**Task item:** Select and copy every line in the entries below that contains the string "errors", matching case exactly.

**Records to process:**

┄┄┄┄┄┄┄┄┄┄┄┄┄┄┄┄┄┄┄┄

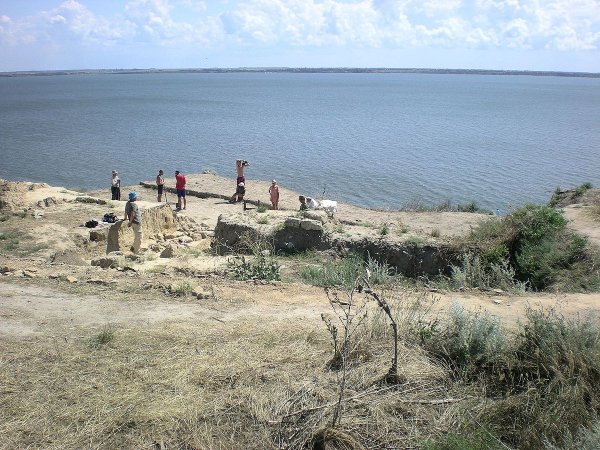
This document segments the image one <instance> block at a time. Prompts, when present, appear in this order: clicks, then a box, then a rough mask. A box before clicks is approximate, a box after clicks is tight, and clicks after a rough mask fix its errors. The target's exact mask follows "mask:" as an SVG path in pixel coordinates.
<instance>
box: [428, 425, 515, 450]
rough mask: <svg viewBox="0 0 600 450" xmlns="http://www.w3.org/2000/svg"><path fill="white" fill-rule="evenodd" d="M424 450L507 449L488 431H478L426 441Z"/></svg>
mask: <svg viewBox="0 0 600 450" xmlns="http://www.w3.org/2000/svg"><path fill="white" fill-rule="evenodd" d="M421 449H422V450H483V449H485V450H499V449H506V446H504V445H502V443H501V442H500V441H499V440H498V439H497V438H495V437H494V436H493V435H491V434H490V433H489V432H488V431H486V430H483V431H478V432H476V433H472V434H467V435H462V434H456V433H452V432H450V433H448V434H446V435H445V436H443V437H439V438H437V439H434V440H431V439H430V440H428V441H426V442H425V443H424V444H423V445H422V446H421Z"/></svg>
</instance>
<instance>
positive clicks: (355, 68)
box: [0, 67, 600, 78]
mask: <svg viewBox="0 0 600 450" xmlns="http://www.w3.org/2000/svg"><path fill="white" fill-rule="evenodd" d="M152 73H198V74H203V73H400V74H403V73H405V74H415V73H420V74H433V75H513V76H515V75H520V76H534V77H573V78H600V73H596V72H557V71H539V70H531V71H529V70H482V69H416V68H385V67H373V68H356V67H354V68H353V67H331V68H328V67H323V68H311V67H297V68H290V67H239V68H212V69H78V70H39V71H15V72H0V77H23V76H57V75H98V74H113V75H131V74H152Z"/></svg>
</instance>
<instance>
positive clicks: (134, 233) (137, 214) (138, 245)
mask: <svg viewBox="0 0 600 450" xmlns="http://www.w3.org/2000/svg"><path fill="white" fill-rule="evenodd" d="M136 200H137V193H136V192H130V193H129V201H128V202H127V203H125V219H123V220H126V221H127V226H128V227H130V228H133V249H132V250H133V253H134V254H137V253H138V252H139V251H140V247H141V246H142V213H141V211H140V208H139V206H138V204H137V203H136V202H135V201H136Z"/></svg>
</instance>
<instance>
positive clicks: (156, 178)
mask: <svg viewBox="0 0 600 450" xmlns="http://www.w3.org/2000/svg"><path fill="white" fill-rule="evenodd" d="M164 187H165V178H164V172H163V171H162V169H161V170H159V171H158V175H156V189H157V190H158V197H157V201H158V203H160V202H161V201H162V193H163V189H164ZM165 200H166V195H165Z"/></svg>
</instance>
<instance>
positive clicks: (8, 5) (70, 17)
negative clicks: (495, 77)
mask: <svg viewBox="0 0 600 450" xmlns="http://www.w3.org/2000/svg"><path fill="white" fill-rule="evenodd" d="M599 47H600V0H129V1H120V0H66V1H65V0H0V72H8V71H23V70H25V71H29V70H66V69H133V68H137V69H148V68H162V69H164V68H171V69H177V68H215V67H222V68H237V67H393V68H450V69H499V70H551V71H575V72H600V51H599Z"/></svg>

┄┄┄┄┄┄┄┄┄┄┄┄┄┄┄┄┄┄┄┄

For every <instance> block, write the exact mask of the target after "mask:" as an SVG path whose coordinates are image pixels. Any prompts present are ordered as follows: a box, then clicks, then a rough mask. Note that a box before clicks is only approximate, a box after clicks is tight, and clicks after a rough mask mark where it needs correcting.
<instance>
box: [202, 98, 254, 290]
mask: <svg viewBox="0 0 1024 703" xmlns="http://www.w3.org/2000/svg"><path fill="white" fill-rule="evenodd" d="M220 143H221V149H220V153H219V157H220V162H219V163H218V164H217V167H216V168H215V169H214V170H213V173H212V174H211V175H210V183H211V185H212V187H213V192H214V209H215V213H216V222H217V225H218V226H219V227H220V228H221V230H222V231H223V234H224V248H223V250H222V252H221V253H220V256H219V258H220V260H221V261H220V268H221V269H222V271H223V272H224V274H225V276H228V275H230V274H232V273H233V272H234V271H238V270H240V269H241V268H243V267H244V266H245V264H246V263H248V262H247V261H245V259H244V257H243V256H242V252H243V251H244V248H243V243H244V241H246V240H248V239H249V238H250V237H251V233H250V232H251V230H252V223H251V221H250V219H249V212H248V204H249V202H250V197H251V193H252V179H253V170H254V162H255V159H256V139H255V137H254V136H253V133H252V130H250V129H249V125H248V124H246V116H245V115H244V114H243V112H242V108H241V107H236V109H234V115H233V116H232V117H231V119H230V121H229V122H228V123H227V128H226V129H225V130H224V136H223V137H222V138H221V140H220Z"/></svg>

┄┄┄┄┄┄┄┄┄┄┄┄┄┄┄┄┄┄┄┄

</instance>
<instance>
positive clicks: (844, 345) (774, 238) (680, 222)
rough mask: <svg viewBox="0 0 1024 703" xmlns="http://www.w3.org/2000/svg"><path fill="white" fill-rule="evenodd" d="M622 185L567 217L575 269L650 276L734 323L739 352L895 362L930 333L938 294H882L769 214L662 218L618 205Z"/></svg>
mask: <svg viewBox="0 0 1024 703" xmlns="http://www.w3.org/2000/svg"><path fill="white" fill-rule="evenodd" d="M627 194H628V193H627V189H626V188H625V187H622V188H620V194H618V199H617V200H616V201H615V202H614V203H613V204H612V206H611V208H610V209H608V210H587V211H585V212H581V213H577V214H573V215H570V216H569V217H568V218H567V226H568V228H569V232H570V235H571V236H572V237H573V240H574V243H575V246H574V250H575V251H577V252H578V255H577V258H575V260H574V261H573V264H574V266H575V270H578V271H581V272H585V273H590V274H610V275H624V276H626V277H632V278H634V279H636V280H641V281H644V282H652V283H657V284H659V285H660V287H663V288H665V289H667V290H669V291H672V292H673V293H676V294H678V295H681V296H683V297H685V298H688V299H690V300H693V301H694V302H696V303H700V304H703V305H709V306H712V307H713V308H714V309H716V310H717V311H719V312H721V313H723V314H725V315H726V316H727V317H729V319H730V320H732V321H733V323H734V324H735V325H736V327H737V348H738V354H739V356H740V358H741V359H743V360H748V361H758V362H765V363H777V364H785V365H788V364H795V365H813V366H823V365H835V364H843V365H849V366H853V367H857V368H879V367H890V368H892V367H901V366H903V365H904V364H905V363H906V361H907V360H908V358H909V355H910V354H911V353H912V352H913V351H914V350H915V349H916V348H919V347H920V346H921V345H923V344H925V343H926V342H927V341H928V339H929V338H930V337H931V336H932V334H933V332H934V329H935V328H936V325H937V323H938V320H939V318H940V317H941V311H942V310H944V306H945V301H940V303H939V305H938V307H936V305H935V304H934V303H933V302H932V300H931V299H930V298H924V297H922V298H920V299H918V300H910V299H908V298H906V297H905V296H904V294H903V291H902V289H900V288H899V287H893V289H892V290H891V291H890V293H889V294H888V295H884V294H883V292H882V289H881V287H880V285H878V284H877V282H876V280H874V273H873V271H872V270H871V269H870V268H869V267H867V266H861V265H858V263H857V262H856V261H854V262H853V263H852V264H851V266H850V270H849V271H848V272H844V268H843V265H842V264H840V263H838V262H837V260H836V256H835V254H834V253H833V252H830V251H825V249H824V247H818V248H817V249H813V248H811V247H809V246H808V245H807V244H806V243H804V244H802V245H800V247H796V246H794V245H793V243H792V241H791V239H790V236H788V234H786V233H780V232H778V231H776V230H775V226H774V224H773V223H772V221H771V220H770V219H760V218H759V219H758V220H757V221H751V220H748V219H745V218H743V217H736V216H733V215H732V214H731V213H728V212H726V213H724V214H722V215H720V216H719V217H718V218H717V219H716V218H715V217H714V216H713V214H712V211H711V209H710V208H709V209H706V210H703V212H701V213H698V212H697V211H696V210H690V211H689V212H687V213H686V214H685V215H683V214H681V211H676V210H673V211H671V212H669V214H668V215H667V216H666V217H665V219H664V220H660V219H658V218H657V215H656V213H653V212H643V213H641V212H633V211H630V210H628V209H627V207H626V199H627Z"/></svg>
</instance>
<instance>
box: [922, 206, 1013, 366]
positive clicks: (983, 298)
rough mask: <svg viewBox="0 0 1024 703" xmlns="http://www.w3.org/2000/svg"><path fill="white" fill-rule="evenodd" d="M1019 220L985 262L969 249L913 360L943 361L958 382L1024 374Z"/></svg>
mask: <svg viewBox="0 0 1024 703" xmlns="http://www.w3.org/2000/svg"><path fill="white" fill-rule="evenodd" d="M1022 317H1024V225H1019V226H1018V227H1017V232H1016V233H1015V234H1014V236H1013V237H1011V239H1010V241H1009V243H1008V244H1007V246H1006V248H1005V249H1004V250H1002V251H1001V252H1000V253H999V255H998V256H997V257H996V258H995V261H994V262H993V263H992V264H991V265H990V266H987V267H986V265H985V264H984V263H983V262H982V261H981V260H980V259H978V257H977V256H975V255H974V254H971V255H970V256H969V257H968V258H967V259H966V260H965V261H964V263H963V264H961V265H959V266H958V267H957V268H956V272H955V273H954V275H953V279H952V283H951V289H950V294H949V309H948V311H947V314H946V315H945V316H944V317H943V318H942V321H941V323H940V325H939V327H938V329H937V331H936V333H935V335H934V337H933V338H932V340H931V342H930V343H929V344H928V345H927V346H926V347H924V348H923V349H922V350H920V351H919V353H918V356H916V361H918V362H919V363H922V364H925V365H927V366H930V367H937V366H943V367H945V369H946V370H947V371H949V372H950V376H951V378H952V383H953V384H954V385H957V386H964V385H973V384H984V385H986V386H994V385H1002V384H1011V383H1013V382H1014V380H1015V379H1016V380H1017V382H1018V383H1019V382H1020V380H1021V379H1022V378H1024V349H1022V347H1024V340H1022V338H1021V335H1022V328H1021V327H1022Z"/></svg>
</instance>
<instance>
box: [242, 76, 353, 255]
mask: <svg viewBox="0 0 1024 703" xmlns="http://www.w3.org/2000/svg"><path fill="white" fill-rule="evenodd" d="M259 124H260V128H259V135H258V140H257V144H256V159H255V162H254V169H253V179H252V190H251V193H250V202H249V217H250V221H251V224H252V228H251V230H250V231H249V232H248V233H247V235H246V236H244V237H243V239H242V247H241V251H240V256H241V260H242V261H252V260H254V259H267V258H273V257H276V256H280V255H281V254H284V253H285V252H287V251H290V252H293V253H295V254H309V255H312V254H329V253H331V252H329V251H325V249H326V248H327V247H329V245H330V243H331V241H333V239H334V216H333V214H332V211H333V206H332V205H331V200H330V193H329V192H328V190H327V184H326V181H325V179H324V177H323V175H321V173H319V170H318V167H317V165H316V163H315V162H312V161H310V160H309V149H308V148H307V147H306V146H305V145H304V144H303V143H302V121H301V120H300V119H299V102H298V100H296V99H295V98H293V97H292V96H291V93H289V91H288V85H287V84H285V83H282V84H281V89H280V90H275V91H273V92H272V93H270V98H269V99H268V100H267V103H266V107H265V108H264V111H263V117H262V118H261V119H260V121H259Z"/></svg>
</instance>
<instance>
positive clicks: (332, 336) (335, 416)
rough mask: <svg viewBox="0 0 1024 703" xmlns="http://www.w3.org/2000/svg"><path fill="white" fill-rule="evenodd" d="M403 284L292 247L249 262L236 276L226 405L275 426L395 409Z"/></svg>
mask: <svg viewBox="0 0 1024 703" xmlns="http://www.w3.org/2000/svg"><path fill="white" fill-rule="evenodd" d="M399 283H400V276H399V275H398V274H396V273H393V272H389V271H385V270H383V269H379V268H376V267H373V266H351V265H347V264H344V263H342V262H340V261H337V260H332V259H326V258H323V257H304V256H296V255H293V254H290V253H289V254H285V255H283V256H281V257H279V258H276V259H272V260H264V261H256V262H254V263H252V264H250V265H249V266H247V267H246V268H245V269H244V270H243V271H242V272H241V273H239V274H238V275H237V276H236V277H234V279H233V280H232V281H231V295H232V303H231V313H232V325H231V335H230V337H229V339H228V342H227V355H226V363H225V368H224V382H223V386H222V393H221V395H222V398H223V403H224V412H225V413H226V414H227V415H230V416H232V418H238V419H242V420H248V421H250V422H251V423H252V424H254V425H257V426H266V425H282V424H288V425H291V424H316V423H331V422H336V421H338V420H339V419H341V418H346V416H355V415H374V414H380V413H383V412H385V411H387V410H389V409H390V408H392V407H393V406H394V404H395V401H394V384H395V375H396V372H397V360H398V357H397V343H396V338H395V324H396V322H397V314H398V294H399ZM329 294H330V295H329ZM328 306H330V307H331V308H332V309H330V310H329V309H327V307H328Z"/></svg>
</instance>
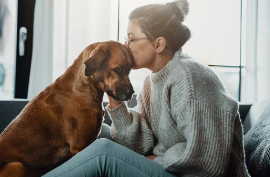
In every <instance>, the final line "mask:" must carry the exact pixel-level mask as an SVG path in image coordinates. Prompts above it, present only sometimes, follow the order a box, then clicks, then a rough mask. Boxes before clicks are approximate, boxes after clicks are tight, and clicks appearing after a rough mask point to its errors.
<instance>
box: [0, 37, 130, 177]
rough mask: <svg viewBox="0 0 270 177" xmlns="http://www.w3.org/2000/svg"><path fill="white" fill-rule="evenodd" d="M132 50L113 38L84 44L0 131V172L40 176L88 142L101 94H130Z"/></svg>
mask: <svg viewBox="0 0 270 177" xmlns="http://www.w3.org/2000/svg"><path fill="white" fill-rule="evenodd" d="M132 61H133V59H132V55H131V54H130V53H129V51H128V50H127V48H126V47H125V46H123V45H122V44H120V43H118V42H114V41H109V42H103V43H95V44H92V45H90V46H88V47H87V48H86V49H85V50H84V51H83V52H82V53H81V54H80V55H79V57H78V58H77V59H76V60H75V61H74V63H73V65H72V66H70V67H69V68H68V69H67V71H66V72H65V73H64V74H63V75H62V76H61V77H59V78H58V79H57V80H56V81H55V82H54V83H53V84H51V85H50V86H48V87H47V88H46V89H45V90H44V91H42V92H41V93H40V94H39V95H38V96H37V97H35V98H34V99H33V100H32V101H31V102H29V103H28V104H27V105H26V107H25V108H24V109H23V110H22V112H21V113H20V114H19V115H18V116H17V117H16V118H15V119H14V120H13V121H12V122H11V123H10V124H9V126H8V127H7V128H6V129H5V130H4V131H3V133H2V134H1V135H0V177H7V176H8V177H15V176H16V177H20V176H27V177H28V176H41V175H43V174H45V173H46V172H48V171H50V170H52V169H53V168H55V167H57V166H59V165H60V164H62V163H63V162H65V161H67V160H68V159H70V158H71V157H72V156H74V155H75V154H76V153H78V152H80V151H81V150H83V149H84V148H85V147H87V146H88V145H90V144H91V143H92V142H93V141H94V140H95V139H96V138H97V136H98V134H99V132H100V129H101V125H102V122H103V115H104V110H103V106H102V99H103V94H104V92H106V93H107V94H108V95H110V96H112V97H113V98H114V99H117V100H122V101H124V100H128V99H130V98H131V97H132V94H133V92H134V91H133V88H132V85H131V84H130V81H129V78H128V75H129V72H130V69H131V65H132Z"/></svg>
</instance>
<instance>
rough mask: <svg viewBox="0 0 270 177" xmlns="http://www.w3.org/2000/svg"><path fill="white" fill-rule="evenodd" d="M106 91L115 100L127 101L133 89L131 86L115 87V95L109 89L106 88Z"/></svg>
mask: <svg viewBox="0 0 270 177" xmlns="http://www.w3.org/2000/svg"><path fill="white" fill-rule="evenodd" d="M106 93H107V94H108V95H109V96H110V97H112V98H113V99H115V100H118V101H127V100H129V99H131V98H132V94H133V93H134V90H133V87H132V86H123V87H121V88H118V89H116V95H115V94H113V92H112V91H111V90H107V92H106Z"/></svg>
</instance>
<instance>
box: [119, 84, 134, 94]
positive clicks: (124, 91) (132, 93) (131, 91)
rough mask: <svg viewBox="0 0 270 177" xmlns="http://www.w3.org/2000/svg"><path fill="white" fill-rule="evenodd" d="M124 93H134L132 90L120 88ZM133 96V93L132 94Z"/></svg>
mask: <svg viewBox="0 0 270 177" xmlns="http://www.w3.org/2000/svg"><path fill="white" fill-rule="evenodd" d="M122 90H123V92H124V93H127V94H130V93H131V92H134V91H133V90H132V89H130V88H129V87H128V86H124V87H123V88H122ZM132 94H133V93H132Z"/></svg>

┄┄┄┄┄┄┄┄┄┄┄┄┄┄┄┄┄┄┄┄

**Reply:**
This document segments the image one <instance> block at a time. Prompts, when present, appear in this order: clicks, then a box, then a rough mask. A box before clicks is approximate, a box after clicks is tight, and clicks after a rough mask fix its errors. The target's exact mask follows "mask:" as an SVG path in pixel coordinates.
In every <instance>, the final line "mask:" must carry the exact pixel-level mask as an SVG path in image coordinates. Prompts above it, present only sometimes, follow the order a box, then clicks, then a rough mask. Boxes before clicks are approximate, boxes after clicks are tight, and clicks appearing after a rough mask point to its errors.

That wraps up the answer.